→ SOURCE DOCUMENT

————————

JR:  Is it hard to think back about it and remember?

GN:  No, I was just the last child that was born in our family. 

JR:  It’s okay.  Take whatever time you need. 

GN:  And the only daughter. 

JR:  How many children were there?

GN:  I have three brothers, who are older than I, and my parents, as I understood, wanted to have a girl. 

JR:  It’s okay. 

GN:  So, they tried very hard until they get a girl, [laughter] and then had no more children.  They called me in a Yiddish word, “a mizinik” that means little finger or pinky.  As a girl that they really wanted for a long time, I was quite spoiled.  Everybody loved me.  We had a very good family and beautiful relationship. My brothers tried to take care of me and protected me in any way that they could.  I think I grew up in a very loving environment.  My father was a carpenter, and my parents came from Ukraine, from the shtetl called Kodima actually near Odessa.  They settled in Moscow and my father built the house himself.  We lived in our own house.  That was very unusual for Russia, because usually people share apartments, and we had our own house.  I had my own bedroom, which also was unusual.  Later after I came here I realized I grew up almost as if I had been born in the United States.  My mother worked from home because there were a lot of children, and she was taking care of the house and kids and my father who was constantly working.  My mother would not even let me go to kindergarten.  I stayed home and was envious looking out the window.  Through the window, I could see the kindergarten and children playing together, and I was really jealous that I was not in this group.  But much later I realized that my mom was right not to send me to this kindergarten if they had the chance to keep me home and raise a healthy and happy child.  In Russia, it was a different culture, and it was very unusual that my father not only had a house, but we had a garden around the house and the fence that surrounded the garden.  In this garden, we had everything.  We had all the vegetables that he grew.  We had all kind of berries and apple, pear, and cherry trees. [laughter] We were doing a lot of jams from it that we would be able to use in the winter.

————————

Labeled-object pointing entries:
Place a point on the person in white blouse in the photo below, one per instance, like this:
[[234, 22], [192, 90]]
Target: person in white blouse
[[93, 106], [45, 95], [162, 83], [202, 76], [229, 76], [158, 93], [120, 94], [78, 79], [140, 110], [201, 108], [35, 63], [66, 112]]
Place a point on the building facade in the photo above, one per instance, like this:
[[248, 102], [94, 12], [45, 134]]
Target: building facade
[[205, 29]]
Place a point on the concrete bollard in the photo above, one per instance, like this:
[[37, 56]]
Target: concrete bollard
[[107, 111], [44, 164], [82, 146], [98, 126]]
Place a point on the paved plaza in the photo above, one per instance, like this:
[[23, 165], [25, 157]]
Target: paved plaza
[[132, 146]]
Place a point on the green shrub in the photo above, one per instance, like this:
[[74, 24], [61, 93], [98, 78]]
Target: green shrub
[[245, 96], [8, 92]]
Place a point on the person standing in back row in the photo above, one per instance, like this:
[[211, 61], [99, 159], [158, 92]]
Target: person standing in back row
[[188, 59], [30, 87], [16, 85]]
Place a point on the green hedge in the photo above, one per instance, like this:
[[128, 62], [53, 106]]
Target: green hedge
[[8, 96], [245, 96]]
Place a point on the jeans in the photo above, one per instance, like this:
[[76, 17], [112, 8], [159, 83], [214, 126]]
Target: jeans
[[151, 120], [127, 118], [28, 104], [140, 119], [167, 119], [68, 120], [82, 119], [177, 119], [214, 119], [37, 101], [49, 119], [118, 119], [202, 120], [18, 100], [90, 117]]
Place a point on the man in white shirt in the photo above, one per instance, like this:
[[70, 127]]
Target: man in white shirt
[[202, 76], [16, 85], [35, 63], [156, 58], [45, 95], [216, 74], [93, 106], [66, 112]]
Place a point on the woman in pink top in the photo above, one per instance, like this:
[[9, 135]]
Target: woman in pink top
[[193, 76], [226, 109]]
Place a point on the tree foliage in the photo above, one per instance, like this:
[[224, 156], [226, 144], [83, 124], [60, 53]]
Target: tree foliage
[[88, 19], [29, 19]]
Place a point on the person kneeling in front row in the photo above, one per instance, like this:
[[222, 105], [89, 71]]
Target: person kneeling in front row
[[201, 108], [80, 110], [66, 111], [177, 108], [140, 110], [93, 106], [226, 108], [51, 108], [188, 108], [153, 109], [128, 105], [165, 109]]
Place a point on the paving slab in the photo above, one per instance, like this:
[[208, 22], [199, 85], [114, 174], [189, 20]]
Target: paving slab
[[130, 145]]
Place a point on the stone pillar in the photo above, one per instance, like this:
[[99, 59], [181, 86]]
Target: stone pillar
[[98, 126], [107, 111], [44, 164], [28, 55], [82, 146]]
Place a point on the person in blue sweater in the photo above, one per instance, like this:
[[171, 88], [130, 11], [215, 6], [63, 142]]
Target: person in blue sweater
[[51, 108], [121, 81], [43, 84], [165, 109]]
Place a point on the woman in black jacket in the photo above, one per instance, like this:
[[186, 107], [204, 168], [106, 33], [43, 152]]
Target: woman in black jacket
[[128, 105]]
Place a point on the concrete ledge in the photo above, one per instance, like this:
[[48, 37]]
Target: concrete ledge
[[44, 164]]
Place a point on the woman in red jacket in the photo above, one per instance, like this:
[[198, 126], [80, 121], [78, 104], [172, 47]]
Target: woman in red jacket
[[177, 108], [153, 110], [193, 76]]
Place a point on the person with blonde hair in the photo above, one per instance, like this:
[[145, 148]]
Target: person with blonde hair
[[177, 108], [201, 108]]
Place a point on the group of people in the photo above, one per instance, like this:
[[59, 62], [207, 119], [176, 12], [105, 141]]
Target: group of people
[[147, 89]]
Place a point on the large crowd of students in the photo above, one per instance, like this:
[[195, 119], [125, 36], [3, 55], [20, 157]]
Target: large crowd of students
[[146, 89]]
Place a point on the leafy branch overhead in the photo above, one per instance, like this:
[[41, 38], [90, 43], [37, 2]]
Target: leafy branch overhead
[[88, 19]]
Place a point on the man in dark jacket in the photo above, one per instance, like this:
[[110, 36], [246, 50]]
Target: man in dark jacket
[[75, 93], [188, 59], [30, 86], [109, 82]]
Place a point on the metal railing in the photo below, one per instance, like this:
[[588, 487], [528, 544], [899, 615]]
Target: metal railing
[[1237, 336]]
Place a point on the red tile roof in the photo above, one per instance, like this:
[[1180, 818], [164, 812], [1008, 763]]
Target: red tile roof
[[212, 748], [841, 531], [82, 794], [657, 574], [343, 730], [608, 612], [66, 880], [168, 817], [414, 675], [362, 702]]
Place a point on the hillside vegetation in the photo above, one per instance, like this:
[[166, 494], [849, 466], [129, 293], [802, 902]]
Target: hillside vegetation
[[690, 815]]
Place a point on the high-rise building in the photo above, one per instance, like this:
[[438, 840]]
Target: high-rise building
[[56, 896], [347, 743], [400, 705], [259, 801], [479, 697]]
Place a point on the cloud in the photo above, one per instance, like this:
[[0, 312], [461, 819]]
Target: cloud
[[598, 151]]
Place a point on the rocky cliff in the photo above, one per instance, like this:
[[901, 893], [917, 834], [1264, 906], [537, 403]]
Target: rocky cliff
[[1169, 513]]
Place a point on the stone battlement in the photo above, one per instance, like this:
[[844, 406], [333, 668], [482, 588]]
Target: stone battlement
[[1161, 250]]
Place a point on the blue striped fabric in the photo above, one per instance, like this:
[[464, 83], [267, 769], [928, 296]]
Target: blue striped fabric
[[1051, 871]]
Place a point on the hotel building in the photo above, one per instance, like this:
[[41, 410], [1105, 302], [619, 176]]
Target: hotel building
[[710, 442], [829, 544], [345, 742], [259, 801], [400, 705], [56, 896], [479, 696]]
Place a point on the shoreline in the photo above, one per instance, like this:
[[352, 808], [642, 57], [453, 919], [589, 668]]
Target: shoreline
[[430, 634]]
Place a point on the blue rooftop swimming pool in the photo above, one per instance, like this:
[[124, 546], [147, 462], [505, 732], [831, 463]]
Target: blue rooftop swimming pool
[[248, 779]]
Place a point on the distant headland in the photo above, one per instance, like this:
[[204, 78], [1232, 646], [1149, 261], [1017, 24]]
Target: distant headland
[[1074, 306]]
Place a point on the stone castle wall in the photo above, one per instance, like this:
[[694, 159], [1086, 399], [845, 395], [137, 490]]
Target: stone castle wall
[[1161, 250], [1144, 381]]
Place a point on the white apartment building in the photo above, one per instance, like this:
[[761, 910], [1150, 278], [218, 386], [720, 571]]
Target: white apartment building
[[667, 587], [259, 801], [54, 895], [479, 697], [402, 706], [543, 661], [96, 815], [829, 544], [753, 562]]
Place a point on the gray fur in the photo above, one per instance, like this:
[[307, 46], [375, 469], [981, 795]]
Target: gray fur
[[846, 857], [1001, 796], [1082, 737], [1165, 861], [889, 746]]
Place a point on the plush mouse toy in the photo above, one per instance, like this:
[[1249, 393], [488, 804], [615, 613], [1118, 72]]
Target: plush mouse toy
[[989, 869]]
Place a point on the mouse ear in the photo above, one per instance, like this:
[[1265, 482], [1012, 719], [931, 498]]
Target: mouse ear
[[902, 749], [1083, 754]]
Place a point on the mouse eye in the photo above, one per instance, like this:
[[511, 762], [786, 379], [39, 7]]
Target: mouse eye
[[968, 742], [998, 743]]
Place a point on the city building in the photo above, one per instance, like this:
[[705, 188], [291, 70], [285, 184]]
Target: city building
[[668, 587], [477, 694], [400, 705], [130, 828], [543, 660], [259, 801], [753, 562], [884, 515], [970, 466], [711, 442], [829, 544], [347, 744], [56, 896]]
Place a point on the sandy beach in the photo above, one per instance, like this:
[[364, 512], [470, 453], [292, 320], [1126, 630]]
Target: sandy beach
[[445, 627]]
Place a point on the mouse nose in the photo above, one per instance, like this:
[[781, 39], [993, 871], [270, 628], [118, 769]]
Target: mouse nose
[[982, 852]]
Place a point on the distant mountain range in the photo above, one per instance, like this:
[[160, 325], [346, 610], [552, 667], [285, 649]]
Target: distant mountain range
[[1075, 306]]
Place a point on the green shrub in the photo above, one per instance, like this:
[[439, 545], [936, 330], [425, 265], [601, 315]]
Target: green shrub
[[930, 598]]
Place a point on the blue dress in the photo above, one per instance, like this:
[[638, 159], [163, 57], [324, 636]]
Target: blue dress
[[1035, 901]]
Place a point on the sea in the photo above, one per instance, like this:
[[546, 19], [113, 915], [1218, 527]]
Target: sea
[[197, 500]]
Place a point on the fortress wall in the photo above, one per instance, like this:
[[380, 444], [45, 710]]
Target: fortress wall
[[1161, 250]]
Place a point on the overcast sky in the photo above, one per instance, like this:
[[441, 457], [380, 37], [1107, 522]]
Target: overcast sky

————————

→ WORK INSTRUCTIONS
Carry on the interview about a childhood in Moscow, picking up right after its final sentence. The items were taken from a separate source and are unrelated to the interview.

→ EXPECTED ANSWER
JR: Sounds great. 

GN:  Yes.  Also, we even had some chickens and fresh eggs. [laughter]

JR: Wow. 

GN:  It’s not typical at all.  Very unusual situation.  But what we did not have was indoor plumbing.  On the street near us was the well that we could pump the water into buckets and bring them back to the house.

JR:  That makes it hard.

GN:  When we could not go to the outhouse, we used a bucket indoors and later emptied it.  A few years later, we did get indoor plumbing.  This was in the center of Moscow actually, very almost center, and of course, Moscow was growing, and they were building big buildings, not separate houses.  

JR:  How was your father able to build his own house?  How did you get the land to do that?

GN: This I don’t know. [laughter] Maybe it was permitted at that time, and they moved to Moscow because it was all legal, of course.  I have no idea.  Probably, he somehow got permission to do it.  So, our house was under the construction, and the city wanted to build something big at this place, so they instead, of this house that we had – I can’t tell you how square meters it was.  I only know that it was a really comfortable place to stay.  My oldest brother, when he got married and they had first daughter, we all lived together, and they lived in one room.  My other brother got married and he moved [with] his wife [to] a new place that she lived.  My youngest brother stayed with us also.  He had his room, and I had my room, and my parents.  My brother who got married and who has a daughter received just one room.  Oh, I think he has a son also at that time.  Just five meters [per] person. 

JR:  Wow.

GN:  Twenty square meters for four of them.  Somebody else lived in the same apartment, like two-room apartment and one room is the neighbor sharing the same kitchen and the bathroom.  Also, my parents received two-bedroom apartment including me and my younger brother.  Then I got married, and we lived in an eleven square meter room with our first son when he was born.  My brother would stay overnight in this apartment until he got married, and then we decided to move.  It was practiced in Russia to exchange apartments.  If we had two-bedroom apartment, we could exchange a one-bedroom apartment in two different areas and give those people two-bedroom apartment.  This is what we did and finally, my family moved out.  We got one bedroom with the separate kitchen where we were living together with our son, and we had one room, and it was a screen.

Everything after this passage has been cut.